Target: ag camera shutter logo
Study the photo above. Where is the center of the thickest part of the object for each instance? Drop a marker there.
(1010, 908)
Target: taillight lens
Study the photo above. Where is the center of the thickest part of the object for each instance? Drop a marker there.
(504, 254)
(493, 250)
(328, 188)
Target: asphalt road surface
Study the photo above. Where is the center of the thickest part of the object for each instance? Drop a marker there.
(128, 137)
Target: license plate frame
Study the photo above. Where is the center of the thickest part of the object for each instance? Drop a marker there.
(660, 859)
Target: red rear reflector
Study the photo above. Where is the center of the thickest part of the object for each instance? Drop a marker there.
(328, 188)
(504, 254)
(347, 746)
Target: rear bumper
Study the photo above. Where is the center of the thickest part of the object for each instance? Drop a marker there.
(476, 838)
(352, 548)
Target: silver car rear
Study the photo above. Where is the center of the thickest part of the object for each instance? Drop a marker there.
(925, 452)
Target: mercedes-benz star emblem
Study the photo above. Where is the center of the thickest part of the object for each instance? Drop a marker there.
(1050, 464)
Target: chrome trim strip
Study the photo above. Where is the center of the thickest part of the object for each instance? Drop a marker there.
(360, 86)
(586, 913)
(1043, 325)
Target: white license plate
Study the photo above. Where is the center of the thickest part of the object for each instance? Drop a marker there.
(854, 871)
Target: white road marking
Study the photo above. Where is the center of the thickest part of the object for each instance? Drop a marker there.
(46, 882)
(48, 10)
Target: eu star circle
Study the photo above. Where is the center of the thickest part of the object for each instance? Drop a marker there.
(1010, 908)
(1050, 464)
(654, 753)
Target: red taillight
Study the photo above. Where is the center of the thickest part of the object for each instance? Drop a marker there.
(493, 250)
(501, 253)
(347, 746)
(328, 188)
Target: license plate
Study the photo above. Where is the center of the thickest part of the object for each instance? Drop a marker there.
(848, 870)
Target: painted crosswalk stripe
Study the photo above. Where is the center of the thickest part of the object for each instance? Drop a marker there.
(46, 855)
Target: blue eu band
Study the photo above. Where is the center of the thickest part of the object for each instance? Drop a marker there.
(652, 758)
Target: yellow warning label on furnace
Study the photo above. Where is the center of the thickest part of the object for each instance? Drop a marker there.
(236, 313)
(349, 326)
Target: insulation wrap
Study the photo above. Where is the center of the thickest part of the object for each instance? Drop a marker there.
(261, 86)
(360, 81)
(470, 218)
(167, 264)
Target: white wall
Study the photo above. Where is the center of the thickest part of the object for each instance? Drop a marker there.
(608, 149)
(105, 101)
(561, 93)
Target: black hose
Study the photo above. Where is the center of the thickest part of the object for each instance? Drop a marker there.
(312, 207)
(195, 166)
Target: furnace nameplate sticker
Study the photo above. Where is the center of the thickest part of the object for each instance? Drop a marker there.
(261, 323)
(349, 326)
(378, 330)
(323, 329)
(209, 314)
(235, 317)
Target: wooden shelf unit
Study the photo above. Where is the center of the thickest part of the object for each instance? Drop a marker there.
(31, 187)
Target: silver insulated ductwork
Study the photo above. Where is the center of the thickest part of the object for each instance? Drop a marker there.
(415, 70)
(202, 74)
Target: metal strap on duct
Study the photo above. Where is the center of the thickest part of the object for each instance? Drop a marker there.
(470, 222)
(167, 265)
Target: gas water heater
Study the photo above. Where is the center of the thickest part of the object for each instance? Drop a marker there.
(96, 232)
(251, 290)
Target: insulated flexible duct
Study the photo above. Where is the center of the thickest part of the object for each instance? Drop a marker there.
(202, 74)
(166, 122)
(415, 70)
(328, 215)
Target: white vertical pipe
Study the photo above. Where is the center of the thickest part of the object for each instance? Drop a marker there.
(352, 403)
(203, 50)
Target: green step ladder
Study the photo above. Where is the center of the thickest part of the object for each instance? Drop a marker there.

━━━━━━━━━━━━━━━━━━━━━━━━━━━━━━

[WORK TO BE COMPLETED] Nothing in the material may be left out; write it all out verbatim.

[REPLY]
Target: ag camera shutter logo
Study the photo above. Where is the center of the thickest part of the object for each instance? Drop a marker there.
(1010, 908)
Target: taillight lens
Study the photo above. Where is the center of the thickest part of the object for each instance? Drop a marker there.
(504, 254)
(493, 250)
(328, 188)
Target: asphalt road surface
Study the photo above. Where is the center of the thickest part of the object for each instance? Drop a marker there.
(128, 137)
Target: license plate frame
Study the photo above. Where is the center of the thickest part of the object for each instance? Drop a marker there.
(660, 859)
Target: red rear reflector
Study the photo above. Where is the center of the thickest part of the object for each instance? Drop a marker there.
(328, 188)
(504, 254)
(347, 746)
Target: rear bumper
Study the photo above. Where is the center of the thickest part of the object for each instance? Drop a marker there.
(476, 838)
(352, 548)
Target: silver car rear
Study the photo above. Where is the center of the thickest part of the object for each instance? Drop a marker there.
(925, 452)
Target: mercedes-benz star emblem
Study the photo above. Where is the center of the thickest part of the object for each instance? Drop a marker there.
(1050, 464)
Target: chrome trim strip
Study the photo above. Where is the center of the thickest part of the object for each instance? Drop a marker there.
(360, 86)
(586, 913)
(1043, 325)
Target: white license plate
Study the photo above. Where is the center of the thickest part of the object for each instance? Drop a marker there.
(854, 871)
Target: white road marking
Study the photo above. Where is the center of the thickest part of the object for each instance? Drop a marker there.
(46, 882)
(48, 10)
Target: eu star circle
Study the photo above. Where is the center of the thickest part of the object for each instance? Drop a marker there.
(1010, 908)
(1050, 464)
(654, 753)
Target: red taillight
Study the photo above. Where is the center of the thickest part of the object for each instance? Drop a marker there.
(493, 250)
(501, 253)
(347, 746)
(328, 188)
Target: license plate
Study the photo above. Where is the center of the thickest part of the object for each instance? Drop a marker there.
(848, 870)
Target: painted crosswalk stripe
Study the photo above. Where is the center of the thickest part of the object for each instance? Drop a marker there.
(46, 855)
Target: blue eu band
Study the photo above. Where is the center of the thickest part of the object for each instance? Drop a marker there.
(652, 758)
Target: yellow warning label on furnace
Study the photo above. Where is the center of the thickest part of the object for each instance? Drop a marker there.
(236, 313)
(349, 326)
Target: insulation wrap
Study the photo above. Where is the center of the thickest part of the object for each instance? Drop a marker there.
(261, 86)
(360, 81)
(470, 218)
(167, 264)
Target: white wall
Study the photo above. Where is the center of the thickest part of the object for each instance? Drop a marker there.
(608, 149)
(105, 101)
(561, 93)
Target: black hose
Study the photo above. Where is the center of the thickest part of the object for each instance? Drop a marker there.
(312, 207)
(195, 166)
Target: furnace nameplate sticker
Study the photo above. Where is the center of the thickest part of the object for each instance? Drop a marker there.
(261, 323)
(349, 326)
(378, 330)
(323, 329)
(209, 314)
(235, 317)
Target: wooden shelf unit
Study the photo above. Where is the center of the thickest part of the object for each instance? Drop a marker there.
(31, 187)
Target: silver insulated ductwork
Study the photo above. Where is the center of the thickest part of the object for each instance? Drop a marker there.
(415, 70)
(202, 74)
Target: metal strap on duct
Study the photo above. Where is the center of the thickest part of the object for each instance? Drop a marker there.
(470, 222)
(167, 265)
Target: gas water heater
Study the photo above. Where is the center of the thickest part of the object for each instance? Drop a marker there.
(96, 232)
(251, 290)
Target: insulated flexible duct
Study the photo above. Where is the center of the thickest part of the object for each instance? Drop a marker there.
(202, 74)
(166, 122)
(415, 70)
(328, 215)
Target: white vertical pipe
Study the photo above. Where is the center of the thickest part of the object for each instance? Drop a marker there.
(352, 403)
(203, 50)
Target: green step ladder
Study the photo above. Where is the center of the thickest part of the object for each instance? Drop a marker there.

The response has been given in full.